Input records:
###

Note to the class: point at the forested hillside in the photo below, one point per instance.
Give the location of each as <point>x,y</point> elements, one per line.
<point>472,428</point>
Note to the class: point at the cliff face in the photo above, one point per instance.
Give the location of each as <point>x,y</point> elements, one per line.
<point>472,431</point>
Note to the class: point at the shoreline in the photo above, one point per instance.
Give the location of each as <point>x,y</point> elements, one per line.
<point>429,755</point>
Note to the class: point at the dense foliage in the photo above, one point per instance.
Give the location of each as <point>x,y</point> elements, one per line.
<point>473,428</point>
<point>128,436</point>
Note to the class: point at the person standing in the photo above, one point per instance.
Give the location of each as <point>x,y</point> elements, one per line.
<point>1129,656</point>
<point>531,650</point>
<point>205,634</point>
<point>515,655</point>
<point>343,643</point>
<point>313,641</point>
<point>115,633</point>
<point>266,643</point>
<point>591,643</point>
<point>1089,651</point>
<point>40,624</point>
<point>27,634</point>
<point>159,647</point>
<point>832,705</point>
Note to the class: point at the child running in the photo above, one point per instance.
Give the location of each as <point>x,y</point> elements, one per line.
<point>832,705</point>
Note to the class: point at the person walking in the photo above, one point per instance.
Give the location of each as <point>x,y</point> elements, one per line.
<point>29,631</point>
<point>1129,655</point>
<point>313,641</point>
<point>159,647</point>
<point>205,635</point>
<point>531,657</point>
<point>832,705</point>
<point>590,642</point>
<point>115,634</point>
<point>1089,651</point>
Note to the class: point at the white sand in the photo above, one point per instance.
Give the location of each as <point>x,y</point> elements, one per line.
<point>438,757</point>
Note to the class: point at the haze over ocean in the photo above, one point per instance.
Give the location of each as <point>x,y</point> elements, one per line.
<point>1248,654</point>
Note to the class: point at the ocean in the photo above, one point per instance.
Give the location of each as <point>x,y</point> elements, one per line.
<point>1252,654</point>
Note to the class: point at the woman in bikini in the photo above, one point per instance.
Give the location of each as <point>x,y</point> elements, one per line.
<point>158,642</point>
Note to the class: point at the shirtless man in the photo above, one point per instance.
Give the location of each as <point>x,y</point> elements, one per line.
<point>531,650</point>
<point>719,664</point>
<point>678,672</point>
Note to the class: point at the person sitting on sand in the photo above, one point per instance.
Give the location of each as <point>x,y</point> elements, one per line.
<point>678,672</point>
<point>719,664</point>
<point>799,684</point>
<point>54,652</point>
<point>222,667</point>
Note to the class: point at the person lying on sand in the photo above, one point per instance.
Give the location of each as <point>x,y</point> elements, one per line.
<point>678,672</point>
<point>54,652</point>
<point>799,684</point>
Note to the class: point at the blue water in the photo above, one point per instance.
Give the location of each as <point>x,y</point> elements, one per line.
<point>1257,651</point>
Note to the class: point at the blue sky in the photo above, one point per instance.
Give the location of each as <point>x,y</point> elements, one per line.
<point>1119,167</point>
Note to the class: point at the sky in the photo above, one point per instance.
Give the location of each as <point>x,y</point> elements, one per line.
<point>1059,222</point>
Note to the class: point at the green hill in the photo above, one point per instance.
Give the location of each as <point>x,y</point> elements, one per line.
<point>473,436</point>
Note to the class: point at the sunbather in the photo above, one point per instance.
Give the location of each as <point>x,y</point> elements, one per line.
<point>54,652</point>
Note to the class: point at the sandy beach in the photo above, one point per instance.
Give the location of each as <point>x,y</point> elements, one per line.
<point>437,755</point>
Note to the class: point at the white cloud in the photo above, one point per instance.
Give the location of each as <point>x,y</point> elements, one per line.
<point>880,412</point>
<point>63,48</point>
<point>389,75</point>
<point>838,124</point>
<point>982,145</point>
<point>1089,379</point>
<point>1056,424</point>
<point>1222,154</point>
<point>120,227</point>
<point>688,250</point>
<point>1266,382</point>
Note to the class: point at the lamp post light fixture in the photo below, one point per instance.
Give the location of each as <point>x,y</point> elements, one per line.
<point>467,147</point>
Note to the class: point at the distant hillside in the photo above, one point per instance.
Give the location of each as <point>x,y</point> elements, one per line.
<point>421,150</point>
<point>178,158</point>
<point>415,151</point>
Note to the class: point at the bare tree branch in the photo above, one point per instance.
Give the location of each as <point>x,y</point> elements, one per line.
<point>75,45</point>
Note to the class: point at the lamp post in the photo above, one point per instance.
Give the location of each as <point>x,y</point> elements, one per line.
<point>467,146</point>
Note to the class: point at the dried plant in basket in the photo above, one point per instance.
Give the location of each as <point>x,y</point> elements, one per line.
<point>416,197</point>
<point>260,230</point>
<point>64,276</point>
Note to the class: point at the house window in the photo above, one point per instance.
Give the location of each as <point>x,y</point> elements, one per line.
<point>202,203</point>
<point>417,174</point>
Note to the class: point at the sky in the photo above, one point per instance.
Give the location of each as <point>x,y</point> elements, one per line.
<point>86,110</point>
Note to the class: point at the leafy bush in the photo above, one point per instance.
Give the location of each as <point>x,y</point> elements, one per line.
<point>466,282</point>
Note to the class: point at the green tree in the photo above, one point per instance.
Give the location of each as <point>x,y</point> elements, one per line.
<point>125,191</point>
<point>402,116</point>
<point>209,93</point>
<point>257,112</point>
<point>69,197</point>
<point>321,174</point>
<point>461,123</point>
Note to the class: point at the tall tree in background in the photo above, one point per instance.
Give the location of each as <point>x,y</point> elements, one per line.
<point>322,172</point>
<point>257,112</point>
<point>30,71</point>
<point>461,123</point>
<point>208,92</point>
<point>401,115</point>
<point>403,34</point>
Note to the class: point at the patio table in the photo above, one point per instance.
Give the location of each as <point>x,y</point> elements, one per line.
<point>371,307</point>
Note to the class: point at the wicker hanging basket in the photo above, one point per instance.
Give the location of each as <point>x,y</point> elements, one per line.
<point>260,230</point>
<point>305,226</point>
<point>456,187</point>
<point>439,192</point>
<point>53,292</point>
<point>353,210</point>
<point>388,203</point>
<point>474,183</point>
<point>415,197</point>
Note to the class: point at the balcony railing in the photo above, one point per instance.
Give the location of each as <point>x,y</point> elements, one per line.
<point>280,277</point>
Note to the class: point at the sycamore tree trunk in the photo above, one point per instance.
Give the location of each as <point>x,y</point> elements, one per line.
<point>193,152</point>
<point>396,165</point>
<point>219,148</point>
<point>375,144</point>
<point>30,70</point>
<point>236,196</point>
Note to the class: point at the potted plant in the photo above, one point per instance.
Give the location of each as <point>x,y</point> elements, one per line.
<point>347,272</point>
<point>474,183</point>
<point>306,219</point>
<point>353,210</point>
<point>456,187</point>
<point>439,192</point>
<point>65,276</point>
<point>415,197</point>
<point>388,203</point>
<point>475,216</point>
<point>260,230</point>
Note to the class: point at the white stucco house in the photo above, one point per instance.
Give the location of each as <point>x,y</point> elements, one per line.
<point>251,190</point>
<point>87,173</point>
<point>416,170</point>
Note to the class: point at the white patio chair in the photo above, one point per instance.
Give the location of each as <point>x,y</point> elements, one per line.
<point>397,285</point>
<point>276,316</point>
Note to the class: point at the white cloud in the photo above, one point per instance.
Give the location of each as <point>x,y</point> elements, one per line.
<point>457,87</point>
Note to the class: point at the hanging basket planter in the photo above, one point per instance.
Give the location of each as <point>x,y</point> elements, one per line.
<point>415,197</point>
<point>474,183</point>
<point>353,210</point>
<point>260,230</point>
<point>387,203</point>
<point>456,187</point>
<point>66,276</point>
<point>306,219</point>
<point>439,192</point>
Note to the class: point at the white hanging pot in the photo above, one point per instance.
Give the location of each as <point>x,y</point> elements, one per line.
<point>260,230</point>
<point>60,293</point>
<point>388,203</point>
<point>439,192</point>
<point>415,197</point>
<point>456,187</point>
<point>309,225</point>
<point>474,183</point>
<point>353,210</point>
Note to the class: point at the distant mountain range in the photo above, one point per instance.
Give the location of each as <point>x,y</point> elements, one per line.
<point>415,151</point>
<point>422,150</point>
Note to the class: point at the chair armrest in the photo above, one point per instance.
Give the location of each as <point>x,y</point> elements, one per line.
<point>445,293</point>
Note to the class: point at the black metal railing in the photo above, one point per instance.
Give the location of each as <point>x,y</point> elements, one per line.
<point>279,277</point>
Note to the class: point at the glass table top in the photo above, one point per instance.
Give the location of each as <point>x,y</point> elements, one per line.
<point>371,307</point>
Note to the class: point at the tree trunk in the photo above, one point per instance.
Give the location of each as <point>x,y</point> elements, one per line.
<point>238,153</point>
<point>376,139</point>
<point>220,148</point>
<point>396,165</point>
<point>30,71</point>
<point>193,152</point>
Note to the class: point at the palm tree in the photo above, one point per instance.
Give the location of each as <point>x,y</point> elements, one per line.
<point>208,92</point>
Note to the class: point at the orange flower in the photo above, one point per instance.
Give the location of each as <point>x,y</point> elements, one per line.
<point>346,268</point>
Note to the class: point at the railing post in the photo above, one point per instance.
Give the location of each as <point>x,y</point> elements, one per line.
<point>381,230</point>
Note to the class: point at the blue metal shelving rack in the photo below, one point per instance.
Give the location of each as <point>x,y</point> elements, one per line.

###

What the exercise asks:
Reproduce everything from the start of the data down to the line containing "<point>438,757</point>", inclusive, replacing "Note to the class" with "Reminder for the class" and leaving all else unchanged.

The completed task:
Reminder for the class: point at the forested hillside in the photo below, one point per instance.
Give the location of each as <point>x,y</point> elements, one per line.
<point>472,428</point>
Reminder for the class: point at the cliff face in the photo above, one point per instance.
Give the location of each as <point>x,y</point> elements, one per line.
<point>472,431</point>
Reminder for the class: point at the shoreline in the photo above, one point per instance.
Give the location of each as <point>x,y</point> elements, one per line.
<point>429,755</point>
Reminder for the class: point at the dense foliage in the photo above, one point per instance.
Give the location of each as <point>x,y</point> elements, one per line.
<point>473,428</point>
<point>128,436</point>
Reminder for the class: point at the person standing in the photo above, one point per instance.
Give the location of each as <point>x,y</point> elements, one per line.
<point>1129,656</point>
<point>531,650</point>
<point>205,634</point>
<point>515,655</point>
<point>343,643</point>
<point>313,641</point>
<point>115,633</point>
<point>266,643</point>
<point>591,643</point>
<point>1089,651</point>
<point>40,624</point>
<point>27,634</point>
<point>159,647</point>
<point>832,705</point>
Reminder for the class: point at the child running in the photo above, one point per instance.
Give the location of each as <point>x,y</point> elements, one per line.
<point>832,705</point>
Reminder for the class: point at the person walking in the photo above, one point per instance.
Give the location of each as <point>x,y</point> elements, one per line.
<point>29,631</point>
<point>1129,655</point>
<point>313,641</point>
<point>159,647</point>
<point>205,635</point>
<point>531,657</point>
<point>832,705</point>
<point>590,642</point>
<point>115,634</point>
<point>1089,651</point>
Reminder for the class: point at the white sand in the photo above, one point per instance.
Give the location of each as <point>x,y</point> elements, one per line.
<point>438,757</point>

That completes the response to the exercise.